EXERCISE TASKS.
[a] Answer these questions about the review of Cells at Work! Vol. 6:
(i) What happened to Vol. 6 a few years ago?
(ii) How many scenarios does Volume 6 cover?
(iii) In the ips cells chapter, which cells are dying out?
[b] Copy part of the review of Cells at Work! Vol. 6, substituting "sunburn" for "allergy attack". Begin at the words "There’s seems to" and stop after "presenting some backstory.".
[c] Pick up the review of Cells at Work! Vol. 6 where it stops and keep writing.
[GIVEN TEXT]
There’s seems to have been some drama behind the scenes before Cells at Work! Vol. 6 came out; a few years ago (pre-pandemic I think) it was listed for pre-order then disappeared. Now, it’s out as the final volume of the original series that’s now got a few spin-offs and an animation.
Overall, the basic premise of real biology science presented through manga/anime tropes is still here and fun, although maybe worn a touch thin in places. This volume feels a bit more episodic than the rest, even though previous volumes are divided into chapters that each cover a specific problem, like an allergy attack, but still sort of manage some continuity in a story, like Red Blood Cell and White Blood Cell getting to know each other or presenting some backstory.
Volume 6 covers 5 scenarios including coronavirus (yes, THAT one), a bump on the head, psoriasis, left shift, and ips cells. There are two things that stand out; first, the ips cells chapter appears to have been corporately sponsored as in there’s an ad placement, which really takes away from the informational factual background once you notice it; I looked it up, the “sponsored by” element is a real company. While the information is interesting (basically there’s a technology that allows for cultured cells to be injected into a body that’s say losing sight, and the new cells take over the work from the ones that are dying out (rod cells in the case of this story), but the corporate reference is a little icky. Possibly, this treatment is trademarked and in order to use the method in the story, the author had to get permission, but still, it feels a little tainted. Too bad since the trope of snooty higher level person (a brain cell) who might actually be decent and the down on their luck downtrodden blue collar worker (the rod cell) reconnecting and supporting each other is a potentially entertaining and bittersweet way to deal with the medical scenario.
[/GIVEN TEXT]
[DATA UNDER STUDY]
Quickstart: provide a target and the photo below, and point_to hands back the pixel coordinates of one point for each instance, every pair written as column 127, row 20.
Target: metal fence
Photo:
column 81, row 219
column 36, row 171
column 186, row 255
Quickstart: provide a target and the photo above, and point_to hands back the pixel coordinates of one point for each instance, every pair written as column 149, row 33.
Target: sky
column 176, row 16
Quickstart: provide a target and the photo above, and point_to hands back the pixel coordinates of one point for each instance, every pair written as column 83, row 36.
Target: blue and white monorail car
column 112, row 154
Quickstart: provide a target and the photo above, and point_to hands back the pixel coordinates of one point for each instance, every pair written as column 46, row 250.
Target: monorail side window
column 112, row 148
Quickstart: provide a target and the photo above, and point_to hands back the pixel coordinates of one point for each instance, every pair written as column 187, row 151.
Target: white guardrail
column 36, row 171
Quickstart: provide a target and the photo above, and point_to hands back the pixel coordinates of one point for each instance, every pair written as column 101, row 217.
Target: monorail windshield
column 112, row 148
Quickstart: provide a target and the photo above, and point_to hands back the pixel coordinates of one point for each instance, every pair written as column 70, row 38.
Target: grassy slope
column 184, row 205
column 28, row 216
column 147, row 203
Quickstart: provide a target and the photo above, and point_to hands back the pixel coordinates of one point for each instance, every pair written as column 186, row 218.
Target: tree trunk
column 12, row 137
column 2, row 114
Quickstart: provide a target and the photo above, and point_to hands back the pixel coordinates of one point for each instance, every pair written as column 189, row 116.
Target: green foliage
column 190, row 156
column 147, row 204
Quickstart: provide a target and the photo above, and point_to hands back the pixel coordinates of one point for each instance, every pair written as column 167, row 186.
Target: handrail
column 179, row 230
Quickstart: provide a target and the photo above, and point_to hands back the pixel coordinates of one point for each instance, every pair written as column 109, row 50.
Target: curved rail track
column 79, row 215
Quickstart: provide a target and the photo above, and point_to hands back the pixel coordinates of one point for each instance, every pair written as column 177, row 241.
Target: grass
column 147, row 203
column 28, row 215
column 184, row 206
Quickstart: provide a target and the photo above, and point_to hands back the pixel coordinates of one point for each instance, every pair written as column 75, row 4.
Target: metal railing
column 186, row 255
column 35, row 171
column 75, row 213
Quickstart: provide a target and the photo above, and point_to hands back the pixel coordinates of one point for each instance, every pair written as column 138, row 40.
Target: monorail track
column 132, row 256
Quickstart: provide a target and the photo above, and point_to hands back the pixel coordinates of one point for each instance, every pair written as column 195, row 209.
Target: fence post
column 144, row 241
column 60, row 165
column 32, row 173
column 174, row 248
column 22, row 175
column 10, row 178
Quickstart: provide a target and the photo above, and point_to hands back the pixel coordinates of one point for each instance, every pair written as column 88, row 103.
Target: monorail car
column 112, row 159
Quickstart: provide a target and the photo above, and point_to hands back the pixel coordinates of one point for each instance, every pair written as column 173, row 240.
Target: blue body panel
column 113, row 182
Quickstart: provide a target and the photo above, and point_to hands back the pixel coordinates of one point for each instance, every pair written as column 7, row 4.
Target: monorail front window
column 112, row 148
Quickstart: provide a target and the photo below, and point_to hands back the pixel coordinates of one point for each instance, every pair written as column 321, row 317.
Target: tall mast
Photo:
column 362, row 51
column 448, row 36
[/DATA UNDER STUDY]
ANSWERS TO EACH TASK.
[a]
(i) It was listed for pre-order and then disappeared.
(ii) Five.
(iii) Rod cells.

[b]
There’s seems to have been some drama behind the scenes before Cells at Work! Vol. 6 came out; a few years ago (pre-pandemic I think) it was listed for pre-order then disappeared. Now, it’s out as the final volume of the original series that’s now got a few spin-offs and an animation.
Overall, the basic premise of real biology science presented through manga/anime tropes is still here and fun, although maybe worn a touch thin in places. This volume feels a bit more episodic than the rest, even though previous volumes are divided into chapters that each cover a specific problem, like an sunburn, but still sort of manage some continuity in a story, like Red Blood Cell and White Blood Cell getting to know each other or presenting some backstory.

[c]
The second thing is that the coronavirus chapter seems rushed; given how relevant and shifting the information and science is there, the storyline of “we’re getting overrun and there’s hardly anything we can do/ we don’t really know what’s going on here but the power of believing in each other will work out” feels a little simplistic and maybe even a little dismissive of how much that illness really can impact people. It’s also one of the more irritating adventure/action tropes, even though I appreciate the cooperation theme, it just does not do justice to the subject.
The best chapter overall has got to be the left shift one; left shift is when immature immunes cells have to work as fully developed because their older counterparts have been used up thanks to an infection, which is an interesting process I’d never heard of. The story involves White Blood Cell and a fellow immune worker Eosinophil may have been defeated and share some memories of their past and who this older cell who inspired them to their current selves may have actually been (hint: a minor presence the entire series; I love the possibility that this was the plan the whole time, or even if it’s just a clever way to give a random character more story purpose).
Overall, I’m sorry the main series is over since I just haven’t found the adult problems one (getting drunk, losing your hair, maybe some std exposure, etc) or the baby one nearly as interesting story-wise, and this final volume mostly does justice to the series, even if it’s not all that conclusive. 3.5 if half stars were allowed.